_Stored data entries_.
- - -
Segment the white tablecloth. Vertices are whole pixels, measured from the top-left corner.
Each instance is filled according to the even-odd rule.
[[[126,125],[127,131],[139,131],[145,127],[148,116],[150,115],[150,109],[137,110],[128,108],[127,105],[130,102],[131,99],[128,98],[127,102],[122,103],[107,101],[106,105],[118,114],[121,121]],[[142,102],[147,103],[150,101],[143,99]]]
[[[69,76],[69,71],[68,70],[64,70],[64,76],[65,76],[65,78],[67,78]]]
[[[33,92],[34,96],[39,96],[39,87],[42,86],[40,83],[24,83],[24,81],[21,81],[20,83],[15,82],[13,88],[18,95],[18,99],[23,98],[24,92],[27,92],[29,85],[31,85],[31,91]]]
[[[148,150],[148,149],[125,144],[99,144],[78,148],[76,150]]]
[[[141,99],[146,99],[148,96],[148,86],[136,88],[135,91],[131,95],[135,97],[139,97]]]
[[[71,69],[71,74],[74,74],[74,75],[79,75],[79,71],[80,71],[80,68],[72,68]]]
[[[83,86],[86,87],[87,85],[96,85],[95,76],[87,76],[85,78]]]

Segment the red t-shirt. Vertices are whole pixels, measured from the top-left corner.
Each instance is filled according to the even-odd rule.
- - -
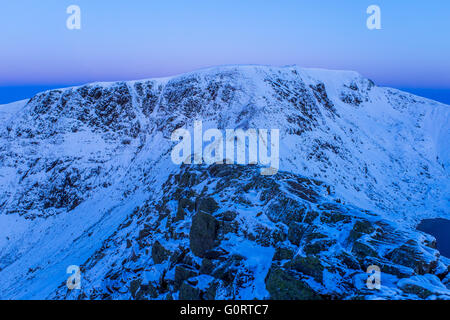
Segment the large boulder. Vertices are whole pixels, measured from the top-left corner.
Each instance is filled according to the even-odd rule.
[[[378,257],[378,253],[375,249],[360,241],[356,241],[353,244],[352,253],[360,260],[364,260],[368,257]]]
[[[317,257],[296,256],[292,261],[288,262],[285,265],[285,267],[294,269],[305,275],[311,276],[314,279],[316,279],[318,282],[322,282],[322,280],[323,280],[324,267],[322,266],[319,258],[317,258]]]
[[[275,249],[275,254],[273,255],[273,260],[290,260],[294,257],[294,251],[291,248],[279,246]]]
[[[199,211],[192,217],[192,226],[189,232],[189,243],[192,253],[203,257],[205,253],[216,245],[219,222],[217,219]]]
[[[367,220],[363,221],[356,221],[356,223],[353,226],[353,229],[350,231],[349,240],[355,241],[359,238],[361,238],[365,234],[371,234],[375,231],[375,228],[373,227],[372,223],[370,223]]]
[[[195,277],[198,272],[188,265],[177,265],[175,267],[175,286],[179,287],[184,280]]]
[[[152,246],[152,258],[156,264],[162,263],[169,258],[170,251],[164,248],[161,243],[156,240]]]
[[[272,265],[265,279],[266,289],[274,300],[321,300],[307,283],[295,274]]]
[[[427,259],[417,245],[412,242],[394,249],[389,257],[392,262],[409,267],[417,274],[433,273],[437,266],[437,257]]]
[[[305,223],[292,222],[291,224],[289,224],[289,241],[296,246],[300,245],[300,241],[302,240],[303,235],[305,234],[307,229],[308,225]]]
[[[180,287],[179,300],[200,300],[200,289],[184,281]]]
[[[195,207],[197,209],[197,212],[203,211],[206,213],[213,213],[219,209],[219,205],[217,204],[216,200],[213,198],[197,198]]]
- - -
_WHAT IS REQUIRED_. Looking over the records, find each line with the word "Segment" and copy it.

_PROBLEM SOLUTION_.
Segment the white tablecloth. Vertices are whole pixels, measured from the top-left corner.
Segment the red t-shirt. Vertices are whole pixels, measured from the top-left corner.
Segment the large boulder. Vertices are whole pixels, measured from the top-left corner.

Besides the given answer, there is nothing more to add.